# Task material:
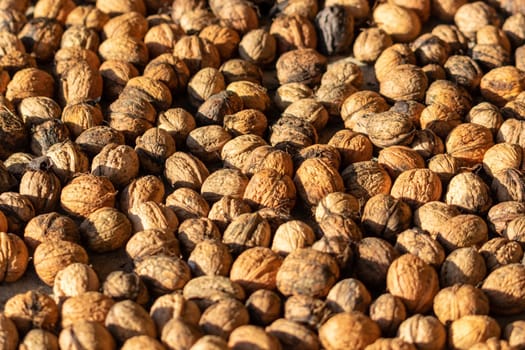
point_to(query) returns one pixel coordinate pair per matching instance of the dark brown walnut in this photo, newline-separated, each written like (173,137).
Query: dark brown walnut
(464,230)
(472,329)
(39,338)
(85,333)
(370,43)
(50,227)
(396,159)
(440,119)
(414,281)
(402,24)
(210,257)
(349,329)
(15,257)
(217,106)
(264,307)
(41,36)
(463,265)
(75,279)
(88,306)
(292,134)
(178,122)
(235,152)
(450,94)
(32,309)
(300,66)
(417,242)
(335,29)
(45,135)
(320,151)
(318,273)
(193,231)
(187,204)
(237,69)
(258,46)
(385,216)
(174,306)
(425,332)
(206,142)
(184,170)
(256,268)
(291,92)
(224,182)
(293,335)
(348,295)
(247,121)
(18,210)
(500,251)
(468,142)
(42,188)
(163,274)
(115,75)
(223,317)
(469,193)
(306,310)
(454,302)
(250,335)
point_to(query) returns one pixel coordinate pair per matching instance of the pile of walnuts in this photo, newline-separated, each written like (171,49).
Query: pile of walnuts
(280,174)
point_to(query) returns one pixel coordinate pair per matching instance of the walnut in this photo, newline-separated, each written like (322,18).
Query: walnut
(414,281)
(86,193)
(349,329)
(454,302)
(463,265)
(388,312)
(471,329)
(31,309)
(223,317)
(504,289)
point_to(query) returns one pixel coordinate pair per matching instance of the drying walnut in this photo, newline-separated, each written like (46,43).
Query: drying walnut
(396,159)
(226,209)
(87,193)
(258,46)
(414,281)
(223,317)
(454,302)
(39,339)
(401,23)
(235,152)
(370,43)
(385,216)
(184,170)
(73,280)
(53,256)
(206,142)
(42,188)
(163,274)
(85,333)
(15,257)
(463,265)
(468,192)
(293,335)
(210,257)
(31,309)
(300,66)
(415,241)
(348,329)
(447,93)
(504,289)
(471,329)
(291,92)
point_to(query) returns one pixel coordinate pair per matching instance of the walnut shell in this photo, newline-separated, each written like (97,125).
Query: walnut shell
(414,281)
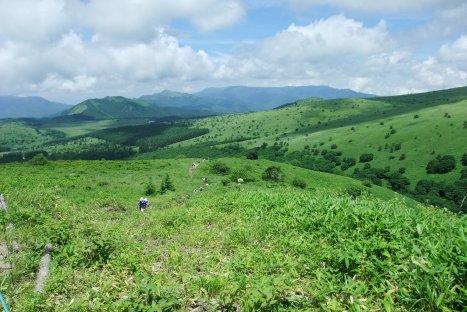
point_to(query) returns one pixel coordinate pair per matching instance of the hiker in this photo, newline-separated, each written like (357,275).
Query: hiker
(143,204)
(2,202)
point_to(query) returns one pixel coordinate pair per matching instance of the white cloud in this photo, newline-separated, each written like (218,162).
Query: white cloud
(70,50)
(336,36)
(78,83)
(379,6)
(455,53)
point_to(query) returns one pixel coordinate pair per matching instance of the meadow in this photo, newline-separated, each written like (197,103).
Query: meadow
(292,240)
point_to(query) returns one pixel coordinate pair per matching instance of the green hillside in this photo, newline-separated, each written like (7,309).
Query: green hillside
(260,245)
(400,134)
(111,107)
(115,107)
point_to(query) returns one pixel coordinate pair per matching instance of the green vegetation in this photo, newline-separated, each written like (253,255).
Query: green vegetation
(257,246)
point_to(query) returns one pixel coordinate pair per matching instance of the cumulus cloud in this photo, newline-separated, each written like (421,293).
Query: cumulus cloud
(70,50)
(337,36)
(455,53)
(379,6)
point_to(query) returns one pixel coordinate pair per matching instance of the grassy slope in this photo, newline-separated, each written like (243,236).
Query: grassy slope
(354,125)
(257,246)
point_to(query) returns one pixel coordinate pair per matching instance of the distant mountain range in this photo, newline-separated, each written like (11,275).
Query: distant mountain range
(171,104)
(112,107)
(28,107)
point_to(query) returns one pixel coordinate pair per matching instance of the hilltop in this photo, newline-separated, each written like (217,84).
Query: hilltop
(113,107)
(245,99)
(397,137)
(413,144)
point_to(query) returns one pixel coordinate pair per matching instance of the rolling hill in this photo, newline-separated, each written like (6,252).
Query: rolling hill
(261,245)
(400,135)
(244,99)
(28,107)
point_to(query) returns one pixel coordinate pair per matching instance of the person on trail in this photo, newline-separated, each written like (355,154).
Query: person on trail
(2,202)
(143,203)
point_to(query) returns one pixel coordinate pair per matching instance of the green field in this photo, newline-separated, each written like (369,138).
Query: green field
(260,245)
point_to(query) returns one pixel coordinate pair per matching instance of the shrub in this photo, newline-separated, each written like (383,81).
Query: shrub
(366,157)
(354,191)
(39,160)
(398,182)
(273,173)
(367,183)
(300,183)
(166,185)
(441,164)
(252,155)
(150,188)
(464,159)
(219,167)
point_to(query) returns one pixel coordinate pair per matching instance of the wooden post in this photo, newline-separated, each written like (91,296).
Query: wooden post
(44,268)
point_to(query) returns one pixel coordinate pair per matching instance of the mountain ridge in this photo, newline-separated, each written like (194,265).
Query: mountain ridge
(28,107)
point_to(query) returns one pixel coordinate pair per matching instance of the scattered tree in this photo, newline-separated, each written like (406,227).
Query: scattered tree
(441,164)
(366,157)
(39,160)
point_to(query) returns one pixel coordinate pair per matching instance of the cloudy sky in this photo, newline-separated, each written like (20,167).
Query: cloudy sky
(70,50)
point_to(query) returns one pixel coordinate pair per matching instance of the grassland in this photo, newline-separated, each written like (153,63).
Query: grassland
(261,245)
(422,133)
(402,135)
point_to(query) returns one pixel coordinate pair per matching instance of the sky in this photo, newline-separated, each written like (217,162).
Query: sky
(71,50)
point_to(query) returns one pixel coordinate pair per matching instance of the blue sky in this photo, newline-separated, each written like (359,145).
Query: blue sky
(70,50)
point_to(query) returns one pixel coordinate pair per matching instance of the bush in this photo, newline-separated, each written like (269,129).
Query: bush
(273,173)
(366,157)
(464,159)
(441,164)
(150,188)
(252,155)
(300,183)
(39,160)
(219,167)
(166,185)
(354,191)
(398,182)
(367,183)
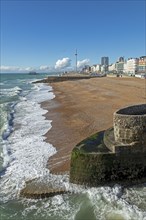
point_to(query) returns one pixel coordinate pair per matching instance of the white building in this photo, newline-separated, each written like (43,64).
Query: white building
(132,66)
(112,67)
(96,68)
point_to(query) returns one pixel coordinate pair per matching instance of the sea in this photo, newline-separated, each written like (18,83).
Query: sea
(24,154)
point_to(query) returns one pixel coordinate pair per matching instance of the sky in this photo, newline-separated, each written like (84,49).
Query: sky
(43,35)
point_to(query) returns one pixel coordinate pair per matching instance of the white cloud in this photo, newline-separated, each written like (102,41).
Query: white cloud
(16,69)
(82,63)
(9,68)
(44,68)
(61,64)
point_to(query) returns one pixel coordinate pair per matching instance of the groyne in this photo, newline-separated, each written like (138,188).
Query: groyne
(117,155)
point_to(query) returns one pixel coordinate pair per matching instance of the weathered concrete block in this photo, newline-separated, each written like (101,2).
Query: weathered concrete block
(117,155)
(130,124)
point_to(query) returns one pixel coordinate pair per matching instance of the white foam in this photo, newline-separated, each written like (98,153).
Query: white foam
(29,151)
(11,91)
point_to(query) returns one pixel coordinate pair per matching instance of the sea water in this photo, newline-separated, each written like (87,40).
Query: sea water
(24,155)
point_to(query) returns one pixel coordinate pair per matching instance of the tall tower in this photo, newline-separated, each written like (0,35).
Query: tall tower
(76,54)
(105,63)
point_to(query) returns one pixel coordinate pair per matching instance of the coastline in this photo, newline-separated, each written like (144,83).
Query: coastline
(83,107)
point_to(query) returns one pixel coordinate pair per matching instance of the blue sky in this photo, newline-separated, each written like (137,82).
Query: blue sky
(45,34)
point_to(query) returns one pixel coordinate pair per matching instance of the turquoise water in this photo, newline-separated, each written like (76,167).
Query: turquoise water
(24,154)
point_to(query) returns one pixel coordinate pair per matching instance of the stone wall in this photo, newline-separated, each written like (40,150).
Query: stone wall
(117,155)
(96,169)
(130,124)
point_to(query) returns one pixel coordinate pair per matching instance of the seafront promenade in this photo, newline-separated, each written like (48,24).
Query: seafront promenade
(83,107)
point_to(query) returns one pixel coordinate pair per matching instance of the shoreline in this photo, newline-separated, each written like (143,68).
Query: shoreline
(83,107)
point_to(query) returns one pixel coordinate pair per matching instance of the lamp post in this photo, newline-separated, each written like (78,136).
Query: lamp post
(76,54)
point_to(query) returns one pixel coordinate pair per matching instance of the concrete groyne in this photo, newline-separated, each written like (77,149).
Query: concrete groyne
(117,155)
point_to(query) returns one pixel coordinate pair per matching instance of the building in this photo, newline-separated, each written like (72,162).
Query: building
(96,68)
(142,65)
(132,66)
(119,67)
(121,59)
(105,63)
(112,67)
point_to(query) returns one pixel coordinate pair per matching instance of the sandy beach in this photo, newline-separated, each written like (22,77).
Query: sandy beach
(83,107)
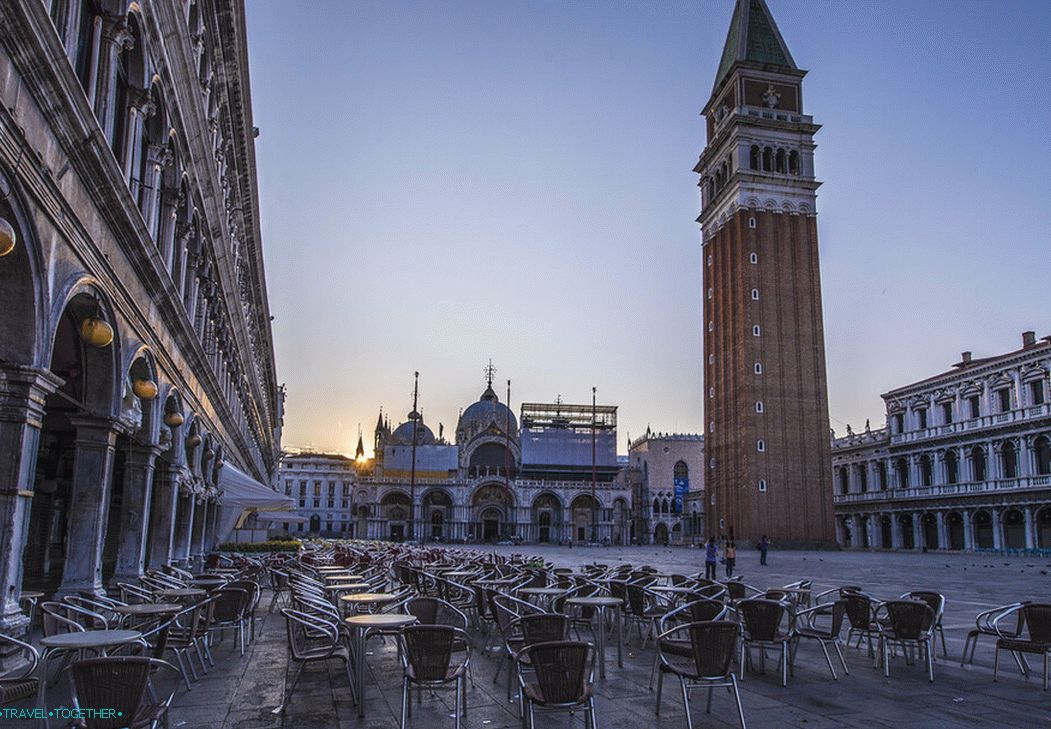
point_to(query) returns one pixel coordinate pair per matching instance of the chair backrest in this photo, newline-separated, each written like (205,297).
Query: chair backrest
(859,610)
(230,604)
(909,618)
(705,610)
(762,618)
(714,645)
(1037,617)
(305,630)
(544,627)
(115,683)
(562,668)
(428,649)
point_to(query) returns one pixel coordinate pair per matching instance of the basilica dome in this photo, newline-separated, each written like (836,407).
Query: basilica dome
(483,415)
(403,434)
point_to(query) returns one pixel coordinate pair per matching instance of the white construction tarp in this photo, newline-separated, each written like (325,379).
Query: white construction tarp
(243,496)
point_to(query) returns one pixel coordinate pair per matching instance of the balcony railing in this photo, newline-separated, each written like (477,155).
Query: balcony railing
(1004,484)
(994,420)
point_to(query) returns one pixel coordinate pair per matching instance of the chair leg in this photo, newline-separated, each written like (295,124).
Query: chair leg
(660,687)
(737,698)
(405,702)
(843,662)
(685,703)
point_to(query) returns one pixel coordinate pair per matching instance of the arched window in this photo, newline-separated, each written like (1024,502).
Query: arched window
(926,471)
(1010,458)
(951,466)
(902,469)
(977,463)
(1042,452)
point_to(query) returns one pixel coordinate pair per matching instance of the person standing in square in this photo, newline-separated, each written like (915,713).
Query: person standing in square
(711,556)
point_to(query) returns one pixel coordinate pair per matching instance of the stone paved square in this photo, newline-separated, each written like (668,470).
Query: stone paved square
(243,692)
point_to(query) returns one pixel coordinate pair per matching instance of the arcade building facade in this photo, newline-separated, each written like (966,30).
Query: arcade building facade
(964,462)
(137,373)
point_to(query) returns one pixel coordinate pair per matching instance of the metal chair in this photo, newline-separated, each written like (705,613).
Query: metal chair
(909,624)
(708,664)
(766,624)
(1036,622)
(310,640)
(824,637)
(564,672)
(984,625)
(427,659)
(23,683)
(121,683)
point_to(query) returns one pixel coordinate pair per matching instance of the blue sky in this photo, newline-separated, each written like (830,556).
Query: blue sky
(447,182)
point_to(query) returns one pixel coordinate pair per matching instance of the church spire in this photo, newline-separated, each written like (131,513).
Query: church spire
(753,39)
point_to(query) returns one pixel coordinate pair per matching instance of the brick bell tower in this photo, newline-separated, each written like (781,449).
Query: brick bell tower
(767,442)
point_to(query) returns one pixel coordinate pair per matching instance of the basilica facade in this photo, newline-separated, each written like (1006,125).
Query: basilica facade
(548,475)
(963,463)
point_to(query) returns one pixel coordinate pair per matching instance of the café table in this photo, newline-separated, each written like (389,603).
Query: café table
(363,624)
(601,604)
(367,600)
(543,595)
(98,641)
(183,592)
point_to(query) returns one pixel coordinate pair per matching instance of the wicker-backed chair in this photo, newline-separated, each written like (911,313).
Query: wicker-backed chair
(312,640)
(908,624)
(427,658)
(707,665)
(121,683)
(936,602)
(766,624)
(643,606)
(986,623)
(700,610)
(1036,624)
(807,627)
(230,611)
(23,683)
(861,615)
(563,673)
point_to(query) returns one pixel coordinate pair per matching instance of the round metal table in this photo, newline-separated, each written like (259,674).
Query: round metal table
(601,604)
(362,625)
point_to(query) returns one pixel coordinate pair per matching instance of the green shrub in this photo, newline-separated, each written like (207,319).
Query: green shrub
(272,545)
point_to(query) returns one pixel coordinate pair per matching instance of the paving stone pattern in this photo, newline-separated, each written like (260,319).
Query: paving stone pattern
(243,692)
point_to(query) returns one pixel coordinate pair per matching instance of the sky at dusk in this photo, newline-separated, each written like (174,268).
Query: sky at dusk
(445,183)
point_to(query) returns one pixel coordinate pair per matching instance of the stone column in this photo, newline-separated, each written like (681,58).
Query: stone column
(135,513)
(22,395)
(968,534)
(943,537)
(997,533)
(88,504)
(164,509)
(197,526)
(184,522)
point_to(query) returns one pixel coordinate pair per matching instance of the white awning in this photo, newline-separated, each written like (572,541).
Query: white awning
(244,496)
(290,517)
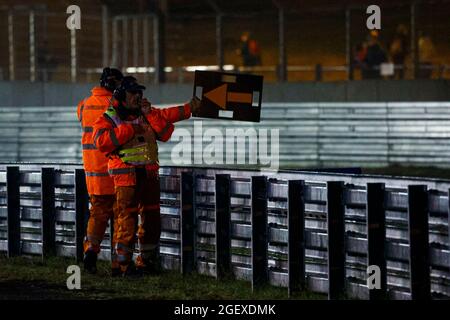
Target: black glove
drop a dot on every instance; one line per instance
(195, 104)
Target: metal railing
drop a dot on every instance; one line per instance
(299, 230)
(312, 134)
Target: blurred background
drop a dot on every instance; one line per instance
(166, 40)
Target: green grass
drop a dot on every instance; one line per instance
(32, 278)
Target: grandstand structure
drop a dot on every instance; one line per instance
(163, 41)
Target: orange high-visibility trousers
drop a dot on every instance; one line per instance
(141, 199)
(103, 208)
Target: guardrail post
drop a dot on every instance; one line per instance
(81, 211)
(318, 72)
(187, 222)
(111, 238)
(260, 273)
(48, 212)
(13, 202)
(419, 261)
(223, 226)
(448, 213)
(296, 236)
(336, 239)
(376, 236)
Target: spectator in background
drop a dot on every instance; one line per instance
(250, 51)
(375, 57)
(46, 62)
(426, 53)
(399, 50)
(359, 55)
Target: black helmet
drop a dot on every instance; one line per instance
(129, 83)
(108, 78)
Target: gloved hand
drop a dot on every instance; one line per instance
(145, 106)
(195, 104)
(138, 129)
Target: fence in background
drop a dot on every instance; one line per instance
(293, 229)
(310, 134)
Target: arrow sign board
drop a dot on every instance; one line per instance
(228, 96)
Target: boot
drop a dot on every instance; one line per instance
(130, 271)
(150, 265)
(90, 262)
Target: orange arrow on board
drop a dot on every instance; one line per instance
(220, 96)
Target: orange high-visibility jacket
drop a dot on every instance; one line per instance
(95, 162)
(109, 137)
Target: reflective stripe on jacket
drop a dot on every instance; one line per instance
(95, 163)
(116, 137)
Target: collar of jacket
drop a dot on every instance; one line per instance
(127, 114)
(100, 91)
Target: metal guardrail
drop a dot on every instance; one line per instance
(294, 229)
(310, 134)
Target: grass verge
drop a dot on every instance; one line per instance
(31, 278)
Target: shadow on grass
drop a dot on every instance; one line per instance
(32, 278)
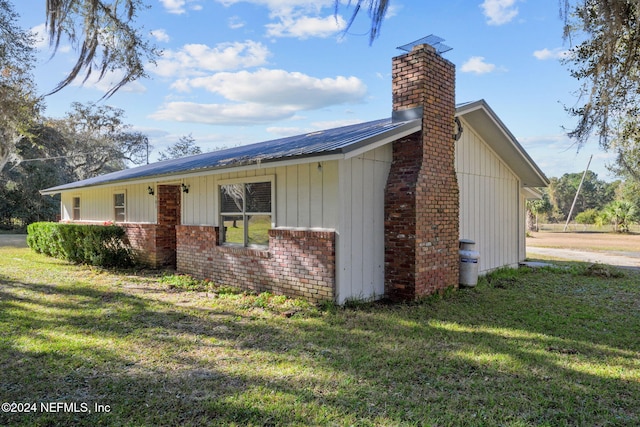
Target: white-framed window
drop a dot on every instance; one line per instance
(120, 207)
(246, 211)
(75, 215)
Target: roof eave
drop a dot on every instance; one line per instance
(485, 121)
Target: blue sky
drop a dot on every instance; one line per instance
(240, 71)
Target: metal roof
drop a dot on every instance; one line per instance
(340, 140)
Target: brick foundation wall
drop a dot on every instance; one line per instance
(143, 238)
(422, 196)
(297, 263)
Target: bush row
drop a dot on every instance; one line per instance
(98, 245)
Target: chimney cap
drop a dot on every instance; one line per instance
(432, 40)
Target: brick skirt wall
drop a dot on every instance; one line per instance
(299, 263)
(153, 244)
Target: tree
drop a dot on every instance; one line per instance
(619, 213)
(595, 193)
(183, 148)
(95, 140)
(18, 103)
(105, 37)
(377, 10)
(605, 62)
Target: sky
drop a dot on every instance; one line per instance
(235, 72)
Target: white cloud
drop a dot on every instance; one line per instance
(279, 87)
(196, 59)
(235, 22)
(222, 114)
(304, 27)
(263, 96)
(179, 7)
(477, 64)
(557, 53)
(499, 12)
(316, 126)
(160, 35)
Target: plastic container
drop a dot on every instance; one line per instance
(468, 263)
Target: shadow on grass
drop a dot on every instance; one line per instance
(542, 350)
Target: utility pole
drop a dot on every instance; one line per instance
(577, 192)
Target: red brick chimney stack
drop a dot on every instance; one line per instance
(422, 196)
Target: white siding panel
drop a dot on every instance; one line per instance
(96, 205)
(360, 248)
(490, 204)
(304, 196)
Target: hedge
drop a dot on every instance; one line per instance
(98, 245)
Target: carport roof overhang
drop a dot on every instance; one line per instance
(330, 144)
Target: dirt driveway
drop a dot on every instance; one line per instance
(13, 240)
(621, 250)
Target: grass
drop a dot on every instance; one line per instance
(550, 347)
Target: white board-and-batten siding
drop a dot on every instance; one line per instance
(360, 254)
(97, 204)
(342, 195)
(306, 195)
(490, 202)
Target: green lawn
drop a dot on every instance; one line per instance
(542, 347)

# Exercise brief:
Wherever the string "chimney" appears in the records above, copy the line it sits in.

# Response:
Target: chimney cap
Target: red brick chimney stack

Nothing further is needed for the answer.